▸ **Entries supplied**
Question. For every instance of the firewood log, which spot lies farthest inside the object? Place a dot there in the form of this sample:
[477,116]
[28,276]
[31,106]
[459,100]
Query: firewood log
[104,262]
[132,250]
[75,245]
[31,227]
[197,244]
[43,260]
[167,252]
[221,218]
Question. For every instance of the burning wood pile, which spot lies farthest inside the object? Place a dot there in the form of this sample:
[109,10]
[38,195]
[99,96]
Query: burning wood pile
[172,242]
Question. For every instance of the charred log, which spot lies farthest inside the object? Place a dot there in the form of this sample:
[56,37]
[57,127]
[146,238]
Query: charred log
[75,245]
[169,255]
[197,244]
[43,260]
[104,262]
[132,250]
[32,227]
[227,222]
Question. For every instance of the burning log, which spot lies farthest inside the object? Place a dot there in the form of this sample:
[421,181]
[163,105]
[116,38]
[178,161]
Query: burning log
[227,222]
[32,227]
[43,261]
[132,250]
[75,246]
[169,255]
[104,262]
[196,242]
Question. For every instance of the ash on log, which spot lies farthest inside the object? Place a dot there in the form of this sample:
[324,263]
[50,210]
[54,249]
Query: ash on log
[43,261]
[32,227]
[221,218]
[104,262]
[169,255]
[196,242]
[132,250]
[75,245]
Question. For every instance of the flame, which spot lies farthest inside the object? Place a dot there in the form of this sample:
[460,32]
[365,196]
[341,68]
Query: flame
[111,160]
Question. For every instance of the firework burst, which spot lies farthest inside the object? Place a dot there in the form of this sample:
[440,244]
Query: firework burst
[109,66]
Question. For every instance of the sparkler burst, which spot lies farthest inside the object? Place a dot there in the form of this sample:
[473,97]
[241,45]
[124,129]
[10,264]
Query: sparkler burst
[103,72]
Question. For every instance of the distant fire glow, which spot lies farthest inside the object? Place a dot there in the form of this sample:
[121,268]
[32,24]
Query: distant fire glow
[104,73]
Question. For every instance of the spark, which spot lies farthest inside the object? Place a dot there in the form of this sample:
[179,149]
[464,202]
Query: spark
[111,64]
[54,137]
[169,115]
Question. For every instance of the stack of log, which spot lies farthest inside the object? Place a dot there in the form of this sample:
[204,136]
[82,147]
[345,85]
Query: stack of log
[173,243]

▸ **Task prompt**
Update all the rows above by replacing "Place a dot there" with "Mark a point there" everywhere, and leave everything else unchanged.

▸ **Solution to this problem**
Question. For every instance of the firewood log, which spot lies farthest inside the object? Mark a point there in the form of this sample:
[477,116]
[28,276]
[31,106]
[459,100]
Query: firewood log
[104,262]
[132,250]
[75,245]
[31,227]
[197,244]
[43,260]
[167,252]
[221,218]
Question. For every instance of the burning wood pile, which spot lies farthest inside the object? Mark a point there in the form of this sample:
[109,10]
[38,195]
[99,96]
Query: burning wood pile
[172,242]
Question. For every instance of the charred log, which spot lies farthest inside the object? Mark a point there in the form of this sample:
[56,37]
[57,127]
[146,238]
Query: charred log
[75,245]
[169,255]
[197,244]
[43,260]
[104,262]
[132,250]
[32,227]
[227,222]
Question. For every instance of the burning log, which spot lies farthest inside the object? Mark a point there in the form of this sample:
[421,181]
[163,105]
[116,38]
[178,161]
Query: burning log
[227,222]
[32,227]
[43,261]
[132,250]
[75,246]
[169,255]
[104,262]
[196,242]
Question. For every instance of the ash on log, which spot lies farthest inside the object? Mark a point there in the form of this sample:
[324,263]
[50,210]
[54,249]
Query: ash on log
[43,261]
[32,227]
[221,218]
[104,262]
[169,255]
[196,242]
[132,250]
[75,245]
Question. For every instance of the flame, which spot lies farthest inside the object? Mark a point there in the form of this sample:
[460,32]
[365,196]
[341,68]
Query: flame
[111,160]
Question. For every instance of the firework burst, which spot lies farthest inside the object? Mark a point there in the form of this sample:
[440,244]
Query: firework burst
[109,66]
Question. For every instance of the sparkler burst, which spot lies farthest inside the object? Mark a point there in the form of this sample:
[473,97]
[241,45]
[124,129]
[10,264]
Query: sparkler burst
[103,72]
Question. For every instance of the distant fire glow, which spot lies farthest inside the object? Mark a point there in the form of this sample:
[121,268]
[32,24]
Query: distant fire glow
[104,73]
Question. For every instance of the spark, which spot lies farthest inside the object? Mark a point there in the form of this sample:
[179,149]
[464,202]
Query: spark
[111,64]
[54,137]
[169,115]
Question. For every instance of the stack of log, which spot lies farthest inside the object? Mark a point there in the form of this sample:
[204,136]
[82,147]
[345,85]
Query: stack of log
[173,243]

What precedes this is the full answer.